PROBLEM STATEMENT - Without including any picture, repeat the records below exactly.
·····
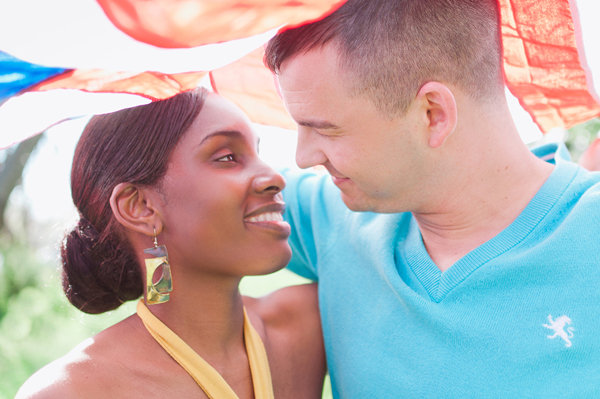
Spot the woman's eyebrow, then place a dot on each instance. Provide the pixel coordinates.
(236, 134)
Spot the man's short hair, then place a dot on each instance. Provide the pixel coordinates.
(390, 48)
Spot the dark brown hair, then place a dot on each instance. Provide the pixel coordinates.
(100, 270)
(390, 48)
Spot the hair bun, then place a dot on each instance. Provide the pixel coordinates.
(98, 274)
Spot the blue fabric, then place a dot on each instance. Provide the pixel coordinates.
(17, 75)
(493, 325)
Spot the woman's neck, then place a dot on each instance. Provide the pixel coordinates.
(207, 313)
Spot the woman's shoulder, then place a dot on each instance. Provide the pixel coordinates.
(290, 324)
(88, 370)
(287, 308)
(73, 375)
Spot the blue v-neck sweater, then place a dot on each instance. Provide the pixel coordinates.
(517, 317)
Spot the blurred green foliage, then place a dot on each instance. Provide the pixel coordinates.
(38, 325)
(580, 136)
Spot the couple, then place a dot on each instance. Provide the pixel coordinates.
(470, 269)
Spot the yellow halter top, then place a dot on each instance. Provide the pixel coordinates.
(203, 373)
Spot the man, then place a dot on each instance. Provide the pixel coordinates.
(474, 271)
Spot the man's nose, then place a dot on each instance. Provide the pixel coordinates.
(308, 149)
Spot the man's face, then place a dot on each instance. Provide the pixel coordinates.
(373, 158)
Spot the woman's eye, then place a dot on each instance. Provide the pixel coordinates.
(226, 158)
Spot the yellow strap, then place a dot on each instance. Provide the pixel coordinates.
(203, 373)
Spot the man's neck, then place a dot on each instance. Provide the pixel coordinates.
(475, 208)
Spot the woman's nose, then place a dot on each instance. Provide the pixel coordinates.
(268, 180)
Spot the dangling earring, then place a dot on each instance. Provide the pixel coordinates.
(159, 292)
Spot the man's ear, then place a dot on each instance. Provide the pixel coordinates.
(441, 109)
(134, 209)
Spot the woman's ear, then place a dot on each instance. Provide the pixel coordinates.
(441, 112)
(134, 209)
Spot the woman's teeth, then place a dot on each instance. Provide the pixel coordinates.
(267, 217)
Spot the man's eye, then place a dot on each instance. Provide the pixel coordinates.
(226, 158)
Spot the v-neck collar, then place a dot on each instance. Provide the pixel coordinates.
(438, 284)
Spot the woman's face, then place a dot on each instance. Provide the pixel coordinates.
(221, 205)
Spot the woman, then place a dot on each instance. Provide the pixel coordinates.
(184, 175)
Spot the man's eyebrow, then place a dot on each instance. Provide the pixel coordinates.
(317, 124)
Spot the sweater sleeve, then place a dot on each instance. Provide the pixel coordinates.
(313, 210)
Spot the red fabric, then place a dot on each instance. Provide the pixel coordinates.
(250, 85)
(542, 65)
(189, 23)
(152, 85)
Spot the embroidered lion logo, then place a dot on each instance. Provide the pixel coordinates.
(558, 326)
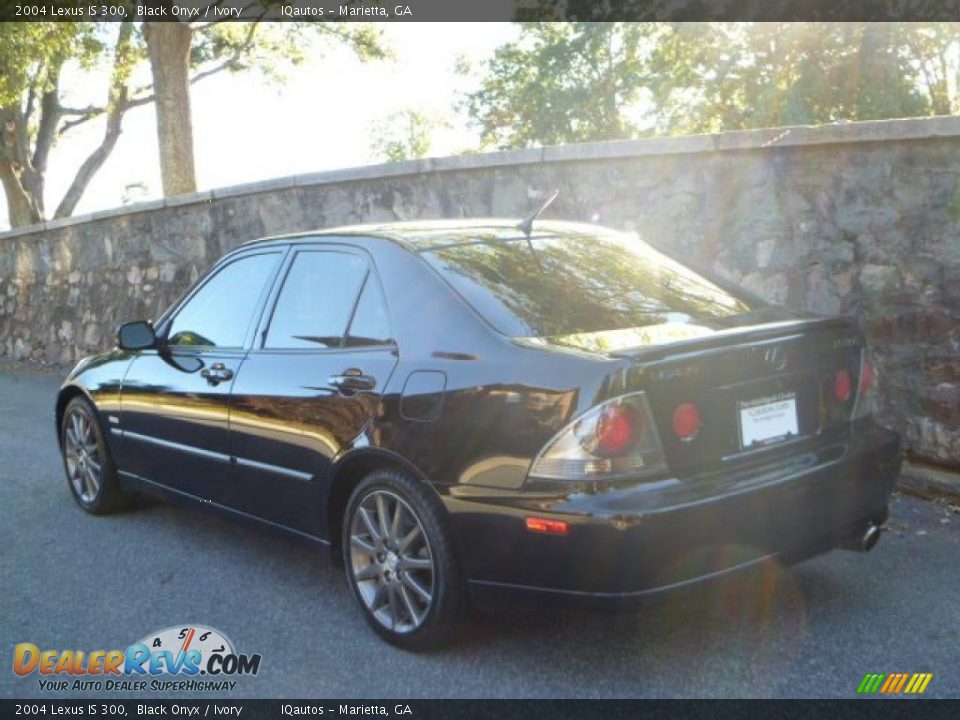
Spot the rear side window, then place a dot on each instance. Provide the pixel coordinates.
(370, 325)
(220, 312)
(316, 301)
(579, 284)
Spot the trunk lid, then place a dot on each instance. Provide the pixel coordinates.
(760, 390)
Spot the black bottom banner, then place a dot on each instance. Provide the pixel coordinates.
(498, 709)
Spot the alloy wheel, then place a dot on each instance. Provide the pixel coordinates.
(83, 456)
(391, 561)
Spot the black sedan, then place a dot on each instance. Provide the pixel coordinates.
(481, 412)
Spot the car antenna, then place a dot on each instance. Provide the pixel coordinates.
(526, 225)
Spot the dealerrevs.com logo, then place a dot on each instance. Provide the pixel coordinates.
(196, 657)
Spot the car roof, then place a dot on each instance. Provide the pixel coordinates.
(423, 235)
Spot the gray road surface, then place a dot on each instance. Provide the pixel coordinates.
(74, 581)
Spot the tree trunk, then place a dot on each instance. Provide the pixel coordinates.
(21, 208)
(169, 46)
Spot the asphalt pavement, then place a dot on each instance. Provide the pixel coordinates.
(72, 581)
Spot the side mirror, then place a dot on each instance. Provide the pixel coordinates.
(137, 335)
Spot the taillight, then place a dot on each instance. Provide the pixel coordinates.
(842, 386)
(617, 429)
(614, 439)
(686, 421)
(866, 376)
(866, 388)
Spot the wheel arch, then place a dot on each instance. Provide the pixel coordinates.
(346, 474)
(64, 396)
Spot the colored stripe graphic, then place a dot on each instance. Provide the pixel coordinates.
(894, 683)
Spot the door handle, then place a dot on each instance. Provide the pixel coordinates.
(352, 380)
(216, 373)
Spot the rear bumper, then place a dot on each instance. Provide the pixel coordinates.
(629, 544)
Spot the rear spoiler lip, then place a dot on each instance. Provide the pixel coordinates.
(739, 335)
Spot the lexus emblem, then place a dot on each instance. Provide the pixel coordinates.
(775, 357)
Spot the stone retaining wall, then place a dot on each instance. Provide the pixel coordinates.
(858, 218)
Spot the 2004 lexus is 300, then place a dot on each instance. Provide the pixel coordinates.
(474, 411)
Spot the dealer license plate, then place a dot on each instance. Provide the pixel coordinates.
(768, 420)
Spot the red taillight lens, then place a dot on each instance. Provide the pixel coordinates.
(686, 421)
(842, 386)
(617, 430)
(617, 438)
(866, 377)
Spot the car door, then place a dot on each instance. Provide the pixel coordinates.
(310, 384)
(175, 399)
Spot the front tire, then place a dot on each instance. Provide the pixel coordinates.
(401, 563)
(91, 472)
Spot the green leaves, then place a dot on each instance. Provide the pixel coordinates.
(574, 82)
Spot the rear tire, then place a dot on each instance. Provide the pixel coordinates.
(91, 472)
(401, 563)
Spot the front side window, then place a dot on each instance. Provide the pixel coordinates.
(219, 313)
(316, 301)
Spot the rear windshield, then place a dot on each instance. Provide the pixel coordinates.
(579, 284)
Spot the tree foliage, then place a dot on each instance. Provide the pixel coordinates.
(575, 82)
(35, 116)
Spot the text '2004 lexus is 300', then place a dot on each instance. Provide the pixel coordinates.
(471, 412)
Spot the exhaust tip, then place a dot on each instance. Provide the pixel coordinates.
(871, 536)
(864, 542)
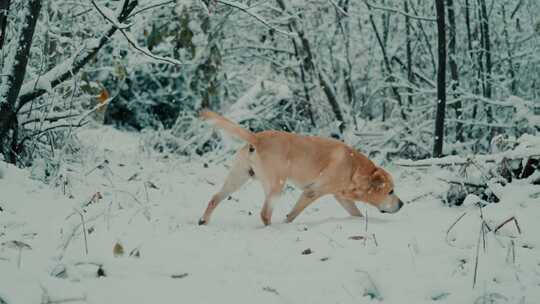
·····
OUTPUT FOR THIS EXERCISE -
Spot the woman's eyebrow, then place a dot on each instance. Provide the pixel coordinates.
(236, 134)
Spot the man's short hair, then place a dot on each instance. Provide the pixel coordinates.
(390, 48)
Spot the dark brown hair, then place a dot on each instance. Provide the pixel coordinates.
(100, 270)
(390, 48)
Spot the hair bun, then place a dot on each instance. Provide the pixel coordinates.
(98, 274)
Spot the blue fabric, then place a dot on each instance. Provide the pixel coordinates.
(17, 75)
(493, 325)
Spot the woman's neck, then place a dot on each instance. Provide the pixel coordinates.
(207, 313)
Spot the woman's shoulder, then place a dot on each instance. Provide the pixel coordinates.
(290, 324)
(88, 370)
(287, 308)
(73, 375)
Spot the blue v-neck sweater, then place a dot on each instance. Provide the pixel coordinates.
(517, 317)
Spot the blurred green foliage, then place a dot on each instance. Provide the pixel coordinates.
(38, 325)
(580, 136)
Spot the couple, then place a dot on each instance. Provide the pixel coordinates.
(470, 269)
Spot the yellow halter top, then place a dot on each instance. Provide the pixel coordinates.
(203, 373)
Spot the man, then place a dot on each instance. Provide the pixel coordinates.
(474, 271)
Spot the man's nose, then place a dot on each instance. Provide the pixel coordinates.
(308, 149)
Spot the man's face, then place a dot on each instance. Provide the pixel coordinates.
(373, 158)
Spot the woman's eye, then place a dot on each instance. Provide the pixel coordinates.
(226, 158)
Spot the yellow strap, then place a dot on each instance. Provide the pixel coordinates.
(203, 373)
Spot the man's neck, then place a dot on each instance. Provide the pixel coordinates.
(475, 208)
Spot the woman's nose, then place a dot on each instance. Provide the pixel coordinates.
(268, 180)
Spot the dangling earring, then place a dot on each instance. Provide the pixel coordinates.
(159, 292)
Spot the man's ear, then place a dot on each instance. Provide the pixel coordinates.
(441, 109)
(134, 209)
Spot the woman's ear, then place a dot on each instance. Provide the pixel coordinates.
(441, 112)
(134, 209)
Spot the woman's teeth, then place a dot on each instance. Provide the pixel coordinates.
(267, 217)
Spot the man's eye, then place a dot on each instance. Provide the pixel coordinates.
(226, 158)
Spot the v-neck collar, then place a dot on each instance. Provide the pixel coordinates.
(438, 284)
Spot the woman's face, then place a dot on each instance. Provide the pixel coordinates.
(221, 205)
Spot the woman, then place a dot on each instance. Provide the pixel coordinates.
(184, 175)
Spot the man's eyebrow, then place a dot on each instance. Provide the pixel coordinates.
(317, 124)
Spot the sweater sleeve, then place a dot on each instance. Provide the pixel coordinates.
(313, 210)
Spot the red fabric, then place a dot on each instance. Provide the pixel coordinates.
(250, 85)
(542, 65)
(189, 23)
(152, 85)
Spot the embroidered lion logo, then place a dot on each instance. Provide the pixel coordinates.
(558, 326)
Spot the rear side window, then place a dot on each instance. Provide the pixel coordinates.
(370, 325)
(220, 312)
(316, 301)
(579, 284)
Spot the trunk lid, then place a dot on each instance. Provide the pixel coordinates.
(760, 390)
Spot the black bottom banner, then place a dot on each instance. Provide the pixel coordinates.
(498, 709)
Spot the alloy wheel, then place a dot on each instance. Provide the pixel coordinates.
(83, 456)
(391, 561)
Spot the black sedan, then place a dot on each instance. Provide the pixel coordinates.
(481, 412)
Spot the car antenna, then place a dot on each instance. Provide the pixel coordinates.
(526, 225)
Spot the dealerrevs.com logo, then place a dot on each instance. Provide the pixel coordinates.
(196, 657)
Spot the car roof, then place a dot on each instance. Provide the pixel coordinates.
(423, 235)
Spot the gray road surface, then place a dot on each instance. Provide the pixel coordinates.
(74, 581)
Spot the tree trunk, then place a dot on each instance. Provide the pixel coordinates.
(21, 208)
(169, 46)
Spot the asphalt pavement, then place a dot on each instance. Provide the pixel coordinates.
(72, 581)
Spot the side mirror, then place a dot on each instance. Provide the pixel coordinates.
(137, 335)
Spot the taillight, then place a dot on each instance. Provide the pixel coordinates.
(842, 386)
(617, 429)
(614, 439)
(686, 421)
(866, 376)
(866, 388)
Spot the wheel arch, then place a dot on each instance. Provide the pixel coordinates.
(346, 474)
(64, 396)
Spot the colored stripe graphic, then place a dot on each instance. Provide the pixel coordinates.
(894, 683)
Spot the door handle, then place a dot on each instance. Provide the pixel coordinates.
(352, 380)
(216, 373)
Spot the rear bumper, then place a dot on each instance. Provide the pixel coordinates.
(629, 544)
Spot the rear spoiler lip, then place a dot on each instance. Provide the pixel coordinates.
(739, 335)
Spot the lexus emblem, then place a dot on each instance. Provide the pixel coordinates.
(775, 357)
Spot the stone retaining wall, then place a dot on each instance. Provide the pixel coordinates.
(858, 218)
Spot the 2004 lexus is 300, then place a dot on each instance. Provide the pixel coordinates.
(474, 411)
Spot the dealer license plate, then place a dot on each instance. Provide the pixel coordinates.
(768, 420)
Spot the red taillight lens, then place a dot on each instance. Provide the pixel coordinates.
(686, 421)
(842, 386)
(617, 430)
(617, 438)
(866, 377)
Spot the car door, then place a dot on each instance. Provide the pixel coordinates.
(310, 384)
(175, 399)
Spot the front tire, then place a dot on each instance. Provide the pixel coordinates.
(401, 563)
(91, 472)
Spot the green leaves, then place a dot on each instance. Provide the pixel coordinates.
(574, 82)
Spot the rear tire, then place a dot on each instance. Provide the pixel coordinates.
(91, 472)
(401, 563)
Spot the front side window, then place a dot on each instance. Provide the pixel coordinates.
(219, 313)
(316, 301)
Spot the rear windshield, then place a dot on each instance. Provide the pixel coordinates.
(579, 284)
Spot the tree foliage, then place a dot on each instance. Provide the pixel coordinates.
(575, 82)
(35, 116)
Spot the text '2004 lexus is 300', then place a dot on each instance. Provide the pixel coordinates.
(471, 412)
Spot the exhaust tip, then place a dot on each instance. Provide the pixel coordinates.
(871, 536)
(864, 542)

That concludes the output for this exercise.